### DATASET ENTRIES

**********

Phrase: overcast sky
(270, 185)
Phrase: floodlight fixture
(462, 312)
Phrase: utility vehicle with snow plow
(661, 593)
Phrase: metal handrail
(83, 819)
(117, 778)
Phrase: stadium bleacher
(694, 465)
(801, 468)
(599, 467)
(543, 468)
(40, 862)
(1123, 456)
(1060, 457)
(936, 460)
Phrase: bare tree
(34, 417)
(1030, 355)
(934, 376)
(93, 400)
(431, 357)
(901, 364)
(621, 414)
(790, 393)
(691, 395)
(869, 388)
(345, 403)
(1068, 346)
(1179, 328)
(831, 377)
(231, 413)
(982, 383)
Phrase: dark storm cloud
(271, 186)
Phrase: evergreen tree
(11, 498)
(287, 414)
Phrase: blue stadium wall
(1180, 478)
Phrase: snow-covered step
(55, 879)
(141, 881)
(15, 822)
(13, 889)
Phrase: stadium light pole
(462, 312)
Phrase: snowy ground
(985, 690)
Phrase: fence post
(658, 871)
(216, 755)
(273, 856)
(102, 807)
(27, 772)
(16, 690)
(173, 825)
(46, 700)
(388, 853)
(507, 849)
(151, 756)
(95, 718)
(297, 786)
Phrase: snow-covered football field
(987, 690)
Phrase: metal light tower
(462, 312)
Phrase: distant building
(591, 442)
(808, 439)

**********

### EXERCISE DESCRIPTION
Copy every one of the rows above, keeping each line unchanged.

### FULL SOLUTION
Phrase: overcast sky
(270, 185)
Phrase: floodlight fixture
(462, 312)
Phrase: utility vehicle with snow plow
(661, 593)
Phrase: metal handrail
(83, 819)
(117, 778)
Phrase: stadium bleacher
(694, 465)
(801, 468)
(599, 467)
(543, 468)
(40, 862)
(1123, 456)
(1060, 457)
(936, 460)
Phrase: bare tree
(34, 417)
(1030, 355)
(934, 376)
(93, 400)
(431, 357)
(901, 364)
(621, 414)
(790, 393)
(691, 395)
(869, 388)
(345, 403)
(1068, 346)
(1179, 328)
(831, 377)
(231, 413)
(982, 383)
Phrase: dark storm cloud
(271, 186)
Phrase: evergreen tree
(11, 498)
(287, 414)
Phrase: blue stadium wall
(1180, 478)
Phrase: snow-covered step
(55, 879)
(141, 881)
(15, 822)
(13, 889)
Phrase: stadium light pole
(462, 312)
Phrase: snowy ground
(985, 690)
Phrase: fence post
(658, 871)
(216, 755)
(273, 856)
(102, 807)
(27, 772)
(16, 690)
(173, 825)
(46, 700)
(388, 853)
(507, 849)
(151, 756)
(95, 718)
(297, 786)
Phrase: snow-covered football field
(987, 690)
Phrase: metal light tower
(462, 312)
Phrase: distant building
(591, 442)
(808, 439)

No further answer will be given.